====== TEXT

NO WRITER ATTRIBUTED

When Sir Charles P. Snow delivered the 1960-61 Godkin lectures to an enraptured Harvard audience, he adopted the novelist's approach to illustrate his point that in modern industrial societies a handful of men make secret decision which determine "in the crudest sense whether we live or die."

"Do you think the butler did it?" one faculty member was quoted as saying after hearing the first installment of Snow's narrative about a conflict between two English scientists over the development of radar.

Not all Godkin lectures have been as exciting as Snow's but in its 59- year history the distinguished series has brought to Harvard some of the century's most famous figures in government, education, and public affairs.

Past lecturers have included Gov. Nelson A. Rockefeller, Luis Munoz Marin, the late Hugh Gaitskell, Chester Bowles, Adlai E. Stevenson, Gen. Lucius Clay, Harold Stassen, Walter Lippmann, and Robert Moses.

Established in 1903

The series was established in 1903 by friends of Edward L. Godkin, founder of The Nation, to stimulate "that spirit of independent thought and unselfish devotion to the public good which characterized his life and distinguished career."

The original $10,000 which formed the principal for the lectureship has grown over the years to over $77,000, making it "one of the best endowed lecture funds of its type," according to Don K. Price, dean of the Faculty of Public Administration.

The faculty of the School of Public Administration each year recommends the selection of a guest speaker to the Corporation, which has the final say.

Although the faculty follows no rigid standard in its recommendations, in recent years it has become customary to alternate between academicians and men of public affairs in choosing speakers on the series' topic of "The Essentials of Free Government and the Duties of the Citizen."

Governor Nelson Rockefeller of New York gave last year's Godkin lectures on "The Future of Federalism."

============

▶ WORK TO COMPLETE:
a: Answer these questions from the Godkin lectures text:
(i) What publication did Edward L. Godkin found?
(ii) To what amount has the original lectureship principal grown?
(iii) What was the title of Governor Nelson Rockefeller's Godkin lectures last year?
b: Using the Godkin lectures text, decide whether each statement below agrees with it. Answer yes or no for each, and quote the words that settle it.
(i) The lecture series was founded in 1903.
(ii) The faculty of the School of Public Administration makes the final choice of speaker.
(iii) Snow's first installment was about a dispute between two American scientists.

====== GIVEN INFORMATION

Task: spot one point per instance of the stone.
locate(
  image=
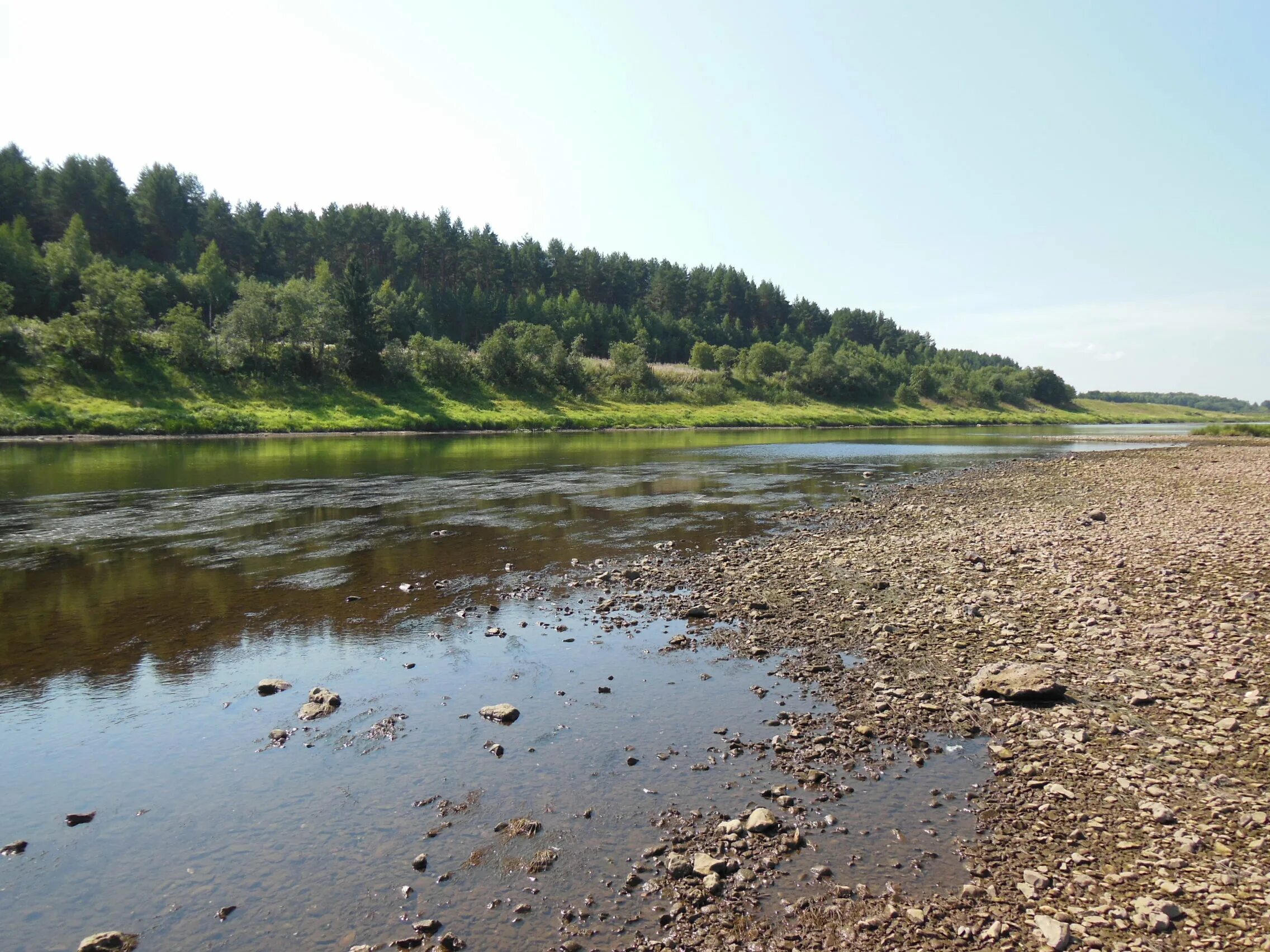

============

▶ RESULTS:
a:
(i) The Nation
(ii) Over $77,000
(iii) "The Future of Federalism."

b:
(i) Yes: "The series was established in 1903 by friends of Edward L. Godkin"
(ii) No: "recommends the selection of a guest speaker to the Corporation, which has the final say"
(iii) No: "a conflict between two English scientists over the development of radar"